>>>>

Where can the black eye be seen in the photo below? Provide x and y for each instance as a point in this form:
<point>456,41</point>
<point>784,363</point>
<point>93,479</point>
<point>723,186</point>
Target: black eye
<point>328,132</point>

<<<<

→ **JOB**
Quote all the records exactly, please, leaving none out.

→ **REPLY TO THE TASK**
Where can the black eye be seen in the photo below? Provide x and y for each instance as a point in this form:
<point>456,41</point>
<point>784,363</point>
<point>93,479</point>
<point>723,186</point>
Target: black eye
<point>328,132</point>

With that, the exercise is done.